* Exercise material:

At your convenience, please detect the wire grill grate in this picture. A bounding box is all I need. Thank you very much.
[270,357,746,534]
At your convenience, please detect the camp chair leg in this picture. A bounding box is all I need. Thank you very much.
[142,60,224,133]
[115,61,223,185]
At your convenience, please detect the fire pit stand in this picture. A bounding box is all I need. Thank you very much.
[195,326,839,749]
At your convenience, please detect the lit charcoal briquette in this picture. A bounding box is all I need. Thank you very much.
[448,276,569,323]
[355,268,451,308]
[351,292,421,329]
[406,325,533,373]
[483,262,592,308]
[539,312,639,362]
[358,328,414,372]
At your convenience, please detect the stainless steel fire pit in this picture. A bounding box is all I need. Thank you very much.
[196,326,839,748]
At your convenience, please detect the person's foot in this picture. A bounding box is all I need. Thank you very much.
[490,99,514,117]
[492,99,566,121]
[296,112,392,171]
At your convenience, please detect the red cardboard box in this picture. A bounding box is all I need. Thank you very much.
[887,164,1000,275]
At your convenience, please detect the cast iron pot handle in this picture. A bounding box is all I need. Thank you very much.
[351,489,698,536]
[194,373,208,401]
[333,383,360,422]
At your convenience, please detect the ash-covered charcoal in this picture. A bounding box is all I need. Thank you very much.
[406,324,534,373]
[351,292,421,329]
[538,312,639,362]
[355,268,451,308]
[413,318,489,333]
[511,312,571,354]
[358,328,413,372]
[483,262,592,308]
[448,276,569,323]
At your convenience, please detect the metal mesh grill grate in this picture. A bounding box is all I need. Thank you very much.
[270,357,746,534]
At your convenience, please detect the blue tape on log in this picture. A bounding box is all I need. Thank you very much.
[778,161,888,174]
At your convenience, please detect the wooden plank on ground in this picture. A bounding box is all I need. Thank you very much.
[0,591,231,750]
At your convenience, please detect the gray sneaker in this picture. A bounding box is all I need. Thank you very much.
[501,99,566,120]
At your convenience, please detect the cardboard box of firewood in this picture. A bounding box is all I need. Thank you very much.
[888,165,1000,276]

* The exercise:
Return all of the entries above verbatim, keeping every line unchanged and in its original order.

* Full response:
At your convenience, please detect the wire grill grate in this picture. A bounding box is all I need. Thank you very much.
[270,357,746,534]
At your convenience, please detect the camp chair leg in this picture. A bounding box is all I need. Thank you very much.
[142,60,224,133]
[115,61,223,185]
At your convenience, please detect the fire pit stand in this picture. A bounding box is all I need. Thank you very much.
[195,326,839,749]
At your convenience, please detect the lit charcoal briquette in this picture. A bounding box is all I need. Thank you very much.
[448,276,569,323]
[355,268,451,308]
[351,292,421,329]
[406,325,533,373]
[483,262,592,308]
[539,312,639,362]
[358,328,414,372]
At your convenience, please detect the stainless steel fire pit in this picture. A bounding box is all I need. Thank you very much.
[196,326,839,748]
At your convenience, please detect the person's foot in this picture. A bounding box is all I need. Thank you very much.
[490,99,514,117]
[492,99,566,121]
[296,112,392,171]
At your convenience, please detect the red cardboard box in this picture. A bounding box is all I need. Thank you very much.
[887,164,1000,275]
At your convenience, please detect the cast iron pot handle in this picture. A bounding box is all I need. Thank you very much.
[351,489,698,536]
[194,373,208,401]
[333,383,360,422]
At your convenience, please detect the ash-covered charcoal in this picture. A bounding box is all I need. Thank you very much.
[406,324,534,373]
[351,292,421,329]
[538,312,639,362]
[355,268,451,308]
[413,318,489,333]
[511,312,571,354]
[358,328,413,372]
[483,262,592,308]
[448,276,569,323]
At your convenience, please detect the metal mesh grill grate in this picture. A bounding box is all I need. Thank you very much.
[270,357,746,534]
At your convenience, please detect the blue tape on log in this picture. A bounding box is all I need. Thank you very much.
[778,161,888,174]
At your convenience, please detect the wooden plank on ground in this picture. A bounding box is all I need. Thank you very much.
[0,591,231,750]
At your convenience, please detect the gray sneaker in this picture. A bounding box is all I need. Thank you very much.
[501,99,566,120]
At your convenience, please detect the cardboard box of firewood in this picture. A bounding box is all I need. Thank you very much.
[888,165,1000,276]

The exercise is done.